(DATA TO USE begins)

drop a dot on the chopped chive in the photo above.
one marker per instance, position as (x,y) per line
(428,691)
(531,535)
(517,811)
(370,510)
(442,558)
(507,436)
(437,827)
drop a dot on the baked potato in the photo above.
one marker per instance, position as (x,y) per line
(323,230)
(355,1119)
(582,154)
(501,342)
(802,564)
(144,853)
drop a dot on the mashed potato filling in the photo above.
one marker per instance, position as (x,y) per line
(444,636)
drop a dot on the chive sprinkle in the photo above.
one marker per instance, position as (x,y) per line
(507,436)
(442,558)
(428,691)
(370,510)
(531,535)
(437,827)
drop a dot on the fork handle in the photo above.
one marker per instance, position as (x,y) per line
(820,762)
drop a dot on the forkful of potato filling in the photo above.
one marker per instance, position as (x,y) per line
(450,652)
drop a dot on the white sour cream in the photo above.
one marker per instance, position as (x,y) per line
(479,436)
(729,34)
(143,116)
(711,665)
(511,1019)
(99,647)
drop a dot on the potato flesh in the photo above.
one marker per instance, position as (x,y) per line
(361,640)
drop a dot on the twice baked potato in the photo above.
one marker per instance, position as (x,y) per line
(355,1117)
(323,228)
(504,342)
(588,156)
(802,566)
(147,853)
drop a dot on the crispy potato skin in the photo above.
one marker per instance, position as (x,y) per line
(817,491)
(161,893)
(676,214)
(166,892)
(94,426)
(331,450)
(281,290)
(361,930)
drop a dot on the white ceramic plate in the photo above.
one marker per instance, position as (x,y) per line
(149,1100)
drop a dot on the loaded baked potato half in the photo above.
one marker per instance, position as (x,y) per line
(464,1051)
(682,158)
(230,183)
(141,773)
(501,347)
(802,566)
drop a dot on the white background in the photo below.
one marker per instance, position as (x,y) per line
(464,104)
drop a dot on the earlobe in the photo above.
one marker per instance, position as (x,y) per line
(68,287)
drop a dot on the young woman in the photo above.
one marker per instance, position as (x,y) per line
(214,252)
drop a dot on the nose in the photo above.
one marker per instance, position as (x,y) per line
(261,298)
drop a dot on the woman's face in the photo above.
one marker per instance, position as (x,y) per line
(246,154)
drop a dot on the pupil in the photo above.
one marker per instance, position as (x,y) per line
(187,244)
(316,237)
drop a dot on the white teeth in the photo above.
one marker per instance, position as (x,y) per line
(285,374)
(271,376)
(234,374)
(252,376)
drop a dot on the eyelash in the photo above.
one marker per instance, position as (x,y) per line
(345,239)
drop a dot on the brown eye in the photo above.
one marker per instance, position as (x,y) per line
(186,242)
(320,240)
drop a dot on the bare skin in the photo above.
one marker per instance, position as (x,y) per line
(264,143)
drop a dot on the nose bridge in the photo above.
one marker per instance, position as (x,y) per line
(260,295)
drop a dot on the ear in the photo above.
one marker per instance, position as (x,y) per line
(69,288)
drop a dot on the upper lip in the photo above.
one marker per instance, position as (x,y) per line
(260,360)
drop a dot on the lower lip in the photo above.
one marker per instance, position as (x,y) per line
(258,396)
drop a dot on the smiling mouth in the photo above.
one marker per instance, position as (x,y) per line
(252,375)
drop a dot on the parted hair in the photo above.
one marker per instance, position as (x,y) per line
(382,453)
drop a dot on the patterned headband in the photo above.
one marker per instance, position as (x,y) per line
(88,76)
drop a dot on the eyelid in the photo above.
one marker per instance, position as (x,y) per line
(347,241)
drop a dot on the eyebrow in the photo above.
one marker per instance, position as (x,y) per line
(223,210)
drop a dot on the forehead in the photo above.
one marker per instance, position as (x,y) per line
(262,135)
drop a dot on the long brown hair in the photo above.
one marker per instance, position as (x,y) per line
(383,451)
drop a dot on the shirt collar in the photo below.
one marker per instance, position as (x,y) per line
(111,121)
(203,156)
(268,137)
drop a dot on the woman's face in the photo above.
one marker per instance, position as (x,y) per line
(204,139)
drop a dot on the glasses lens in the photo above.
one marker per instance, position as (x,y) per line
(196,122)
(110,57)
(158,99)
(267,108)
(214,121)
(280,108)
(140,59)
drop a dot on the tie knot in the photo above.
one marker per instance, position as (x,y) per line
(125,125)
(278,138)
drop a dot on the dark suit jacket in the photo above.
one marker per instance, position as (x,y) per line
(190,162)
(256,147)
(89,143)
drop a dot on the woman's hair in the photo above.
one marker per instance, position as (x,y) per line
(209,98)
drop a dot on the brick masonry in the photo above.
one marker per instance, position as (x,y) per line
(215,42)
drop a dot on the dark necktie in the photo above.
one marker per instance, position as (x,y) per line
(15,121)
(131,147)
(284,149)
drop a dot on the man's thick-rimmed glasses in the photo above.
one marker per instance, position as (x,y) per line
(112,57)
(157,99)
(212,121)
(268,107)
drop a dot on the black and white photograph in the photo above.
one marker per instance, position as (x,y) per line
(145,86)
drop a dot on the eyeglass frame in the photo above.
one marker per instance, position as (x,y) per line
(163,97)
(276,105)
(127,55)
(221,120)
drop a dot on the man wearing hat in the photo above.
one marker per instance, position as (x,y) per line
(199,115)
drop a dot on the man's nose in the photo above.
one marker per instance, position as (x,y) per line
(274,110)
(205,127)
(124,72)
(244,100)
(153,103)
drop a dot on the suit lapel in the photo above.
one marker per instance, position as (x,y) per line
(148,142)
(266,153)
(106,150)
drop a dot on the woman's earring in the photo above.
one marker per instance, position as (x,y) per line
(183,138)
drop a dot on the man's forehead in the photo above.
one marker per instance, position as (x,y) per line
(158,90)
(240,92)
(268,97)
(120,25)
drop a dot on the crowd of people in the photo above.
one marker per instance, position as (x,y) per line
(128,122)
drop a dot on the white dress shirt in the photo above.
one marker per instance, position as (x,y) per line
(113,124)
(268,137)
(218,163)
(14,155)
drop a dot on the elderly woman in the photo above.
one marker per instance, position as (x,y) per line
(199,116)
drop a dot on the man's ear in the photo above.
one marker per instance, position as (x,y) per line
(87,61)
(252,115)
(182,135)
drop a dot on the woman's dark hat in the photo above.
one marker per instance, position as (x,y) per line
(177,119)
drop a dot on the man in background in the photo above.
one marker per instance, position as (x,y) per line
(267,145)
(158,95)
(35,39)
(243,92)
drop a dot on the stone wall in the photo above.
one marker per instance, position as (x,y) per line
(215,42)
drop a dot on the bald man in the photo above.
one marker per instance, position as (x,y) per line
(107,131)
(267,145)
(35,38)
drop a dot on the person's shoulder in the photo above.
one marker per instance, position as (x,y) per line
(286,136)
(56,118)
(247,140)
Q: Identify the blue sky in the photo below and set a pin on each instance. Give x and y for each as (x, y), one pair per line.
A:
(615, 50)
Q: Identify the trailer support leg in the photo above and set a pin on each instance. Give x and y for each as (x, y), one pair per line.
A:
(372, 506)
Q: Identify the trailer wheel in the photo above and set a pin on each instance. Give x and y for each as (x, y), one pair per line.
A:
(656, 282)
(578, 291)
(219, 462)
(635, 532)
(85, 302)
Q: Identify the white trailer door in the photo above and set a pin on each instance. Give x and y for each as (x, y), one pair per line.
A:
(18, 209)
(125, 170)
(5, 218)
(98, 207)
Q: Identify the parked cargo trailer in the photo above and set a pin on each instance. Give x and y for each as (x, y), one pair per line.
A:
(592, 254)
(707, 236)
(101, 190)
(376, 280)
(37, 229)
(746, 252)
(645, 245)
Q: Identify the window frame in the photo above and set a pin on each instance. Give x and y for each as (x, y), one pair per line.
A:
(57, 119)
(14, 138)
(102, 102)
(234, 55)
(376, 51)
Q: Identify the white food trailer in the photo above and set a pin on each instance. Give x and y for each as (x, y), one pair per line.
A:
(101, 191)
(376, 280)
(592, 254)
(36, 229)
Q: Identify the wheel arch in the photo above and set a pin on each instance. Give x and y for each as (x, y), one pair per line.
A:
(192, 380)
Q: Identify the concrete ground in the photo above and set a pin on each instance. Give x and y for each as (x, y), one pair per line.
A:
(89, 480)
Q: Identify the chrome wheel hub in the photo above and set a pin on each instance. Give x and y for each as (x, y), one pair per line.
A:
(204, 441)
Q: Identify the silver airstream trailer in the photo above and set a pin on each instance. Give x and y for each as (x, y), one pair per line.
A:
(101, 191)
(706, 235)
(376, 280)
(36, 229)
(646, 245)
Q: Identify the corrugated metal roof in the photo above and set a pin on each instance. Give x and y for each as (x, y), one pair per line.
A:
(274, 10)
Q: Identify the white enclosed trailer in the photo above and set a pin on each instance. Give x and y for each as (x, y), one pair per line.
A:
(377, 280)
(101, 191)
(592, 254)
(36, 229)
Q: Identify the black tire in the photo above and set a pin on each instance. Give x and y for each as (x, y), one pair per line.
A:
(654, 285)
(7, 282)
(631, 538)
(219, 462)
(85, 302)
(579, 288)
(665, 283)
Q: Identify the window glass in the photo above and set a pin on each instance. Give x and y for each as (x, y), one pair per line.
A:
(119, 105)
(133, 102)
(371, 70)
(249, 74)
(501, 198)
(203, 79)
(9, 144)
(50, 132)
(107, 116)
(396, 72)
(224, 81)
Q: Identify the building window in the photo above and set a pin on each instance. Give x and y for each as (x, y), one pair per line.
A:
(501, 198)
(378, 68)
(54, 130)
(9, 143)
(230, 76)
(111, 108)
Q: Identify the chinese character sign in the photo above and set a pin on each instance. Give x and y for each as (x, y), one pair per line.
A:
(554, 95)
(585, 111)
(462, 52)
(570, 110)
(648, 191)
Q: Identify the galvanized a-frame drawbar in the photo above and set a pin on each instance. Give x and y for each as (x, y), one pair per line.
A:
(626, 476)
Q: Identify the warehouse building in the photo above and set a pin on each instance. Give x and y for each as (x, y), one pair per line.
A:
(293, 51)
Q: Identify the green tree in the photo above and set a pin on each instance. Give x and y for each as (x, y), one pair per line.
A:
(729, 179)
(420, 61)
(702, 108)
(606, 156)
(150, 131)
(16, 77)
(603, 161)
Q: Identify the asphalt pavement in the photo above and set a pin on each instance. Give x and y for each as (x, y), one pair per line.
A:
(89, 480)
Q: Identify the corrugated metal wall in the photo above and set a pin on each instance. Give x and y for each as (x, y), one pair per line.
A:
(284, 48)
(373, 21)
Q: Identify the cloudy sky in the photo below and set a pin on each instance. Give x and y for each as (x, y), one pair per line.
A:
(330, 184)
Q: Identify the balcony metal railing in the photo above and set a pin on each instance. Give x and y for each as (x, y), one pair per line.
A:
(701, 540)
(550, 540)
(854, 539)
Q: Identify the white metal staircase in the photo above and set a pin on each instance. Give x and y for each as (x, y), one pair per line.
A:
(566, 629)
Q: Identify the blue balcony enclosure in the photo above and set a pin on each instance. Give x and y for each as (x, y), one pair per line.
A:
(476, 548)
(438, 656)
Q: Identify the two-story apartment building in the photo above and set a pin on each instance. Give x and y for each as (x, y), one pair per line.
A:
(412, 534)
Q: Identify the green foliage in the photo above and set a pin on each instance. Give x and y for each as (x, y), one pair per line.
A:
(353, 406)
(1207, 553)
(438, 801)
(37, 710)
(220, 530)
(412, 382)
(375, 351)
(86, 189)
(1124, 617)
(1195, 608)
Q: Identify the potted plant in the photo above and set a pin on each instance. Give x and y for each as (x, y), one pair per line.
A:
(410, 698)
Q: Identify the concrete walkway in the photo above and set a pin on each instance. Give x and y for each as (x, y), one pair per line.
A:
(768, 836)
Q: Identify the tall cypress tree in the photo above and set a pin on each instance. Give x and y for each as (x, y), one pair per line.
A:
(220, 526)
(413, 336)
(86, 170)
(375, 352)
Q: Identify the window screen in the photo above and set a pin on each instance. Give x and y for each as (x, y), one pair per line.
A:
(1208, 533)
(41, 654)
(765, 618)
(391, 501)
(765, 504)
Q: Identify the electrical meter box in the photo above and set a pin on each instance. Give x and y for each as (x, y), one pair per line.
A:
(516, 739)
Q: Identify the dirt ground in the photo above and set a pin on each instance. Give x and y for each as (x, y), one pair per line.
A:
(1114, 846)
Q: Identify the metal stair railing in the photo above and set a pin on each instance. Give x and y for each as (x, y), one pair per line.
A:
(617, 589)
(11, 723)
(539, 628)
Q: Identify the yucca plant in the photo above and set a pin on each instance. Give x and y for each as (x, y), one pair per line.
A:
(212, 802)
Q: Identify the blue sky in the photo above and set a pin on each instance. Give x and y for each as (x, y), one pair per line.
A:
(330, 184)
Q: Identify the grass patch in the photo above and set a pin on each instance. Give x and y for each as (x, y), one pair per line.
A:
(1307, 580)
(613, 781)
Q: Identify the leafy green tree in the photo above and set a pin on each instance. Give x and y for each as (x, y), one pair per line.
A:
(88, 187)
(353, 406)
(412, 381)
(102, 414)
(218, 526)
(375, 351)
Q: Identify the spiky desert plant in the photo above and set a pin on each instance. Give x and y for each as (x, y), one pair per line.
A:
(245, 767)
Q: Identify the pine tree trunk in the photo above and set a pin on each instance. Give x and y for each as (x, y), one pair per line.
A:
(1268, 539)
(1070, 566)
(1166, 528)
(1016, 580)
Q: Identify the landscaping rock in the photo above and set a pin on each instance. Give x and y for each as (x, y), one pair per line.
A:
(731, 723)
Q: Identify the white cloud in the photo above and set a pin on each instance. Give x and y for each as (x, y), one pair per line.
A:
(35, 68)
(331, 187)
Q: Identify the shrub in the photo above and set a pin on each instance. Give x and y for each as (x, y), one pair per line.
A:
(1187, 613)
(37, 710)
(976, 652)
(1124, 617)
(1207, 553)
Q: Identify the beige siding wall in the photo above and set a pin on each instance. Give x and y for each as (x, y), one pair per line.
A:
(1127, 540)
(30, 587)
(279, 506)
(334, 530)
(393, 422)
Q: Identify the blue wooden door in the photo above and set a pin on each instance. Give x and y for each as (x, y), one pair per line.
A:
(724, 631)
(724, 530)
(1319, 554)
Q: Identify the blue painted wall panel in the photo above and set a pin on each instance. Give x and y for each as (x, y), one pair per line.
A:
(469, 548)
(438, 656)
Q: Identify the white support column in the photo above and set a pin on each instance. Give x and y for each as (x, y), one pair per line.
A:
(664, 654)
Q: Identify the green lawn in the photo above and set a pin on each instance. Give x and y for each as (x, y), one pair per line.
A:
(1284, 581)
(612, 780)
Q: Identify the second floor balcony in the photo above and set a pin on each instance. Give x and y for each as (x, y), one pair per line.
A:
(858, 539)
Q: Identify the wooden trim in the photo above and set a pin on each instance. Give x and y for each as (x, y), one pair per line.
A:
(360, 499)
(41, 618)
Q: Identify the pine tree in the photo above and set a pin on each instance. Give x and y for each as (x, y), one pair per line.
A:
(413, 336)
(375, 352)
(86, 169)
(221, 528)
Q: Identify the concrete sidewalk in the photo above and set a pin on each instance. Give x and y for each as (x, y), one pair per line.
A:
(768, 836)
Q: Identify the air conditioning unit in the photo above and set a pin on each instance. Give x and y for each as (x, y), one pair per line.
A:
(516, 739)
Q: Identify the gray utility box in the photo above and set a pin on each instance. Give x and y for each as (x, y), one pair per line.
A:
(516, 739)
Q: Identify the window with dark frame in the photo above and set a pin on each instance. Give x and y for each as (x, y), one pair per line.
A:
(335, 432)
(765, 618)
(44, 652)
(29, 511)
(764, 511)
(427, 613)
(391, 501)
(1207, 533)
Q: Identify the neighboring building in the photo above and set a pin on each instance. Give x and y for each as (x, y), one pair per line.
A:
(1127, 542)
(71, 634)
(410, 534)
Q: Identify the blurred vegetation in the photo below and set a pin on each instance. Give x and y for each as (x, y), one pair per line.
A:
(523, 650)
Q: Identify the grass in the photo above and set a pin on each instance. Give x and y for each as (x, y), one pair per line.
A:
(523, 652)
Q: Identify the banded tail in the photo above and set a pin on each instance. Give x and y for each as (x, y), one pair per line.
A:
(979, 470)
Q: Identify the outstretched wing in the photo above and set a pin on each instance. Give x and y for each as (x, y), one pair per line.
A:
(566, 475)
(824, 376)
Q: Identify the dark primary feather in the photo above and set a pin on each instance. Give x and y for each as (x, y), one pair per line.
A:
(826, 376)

(DATA TO USE ends)

--- TO DO ---
Search the preceding listing for "background", then copy every line that holds it.

--- RESPONSE TO THIS TASK ---
drop a dot on the white background in the photo below.
drop a dot on the man in background in the photo above.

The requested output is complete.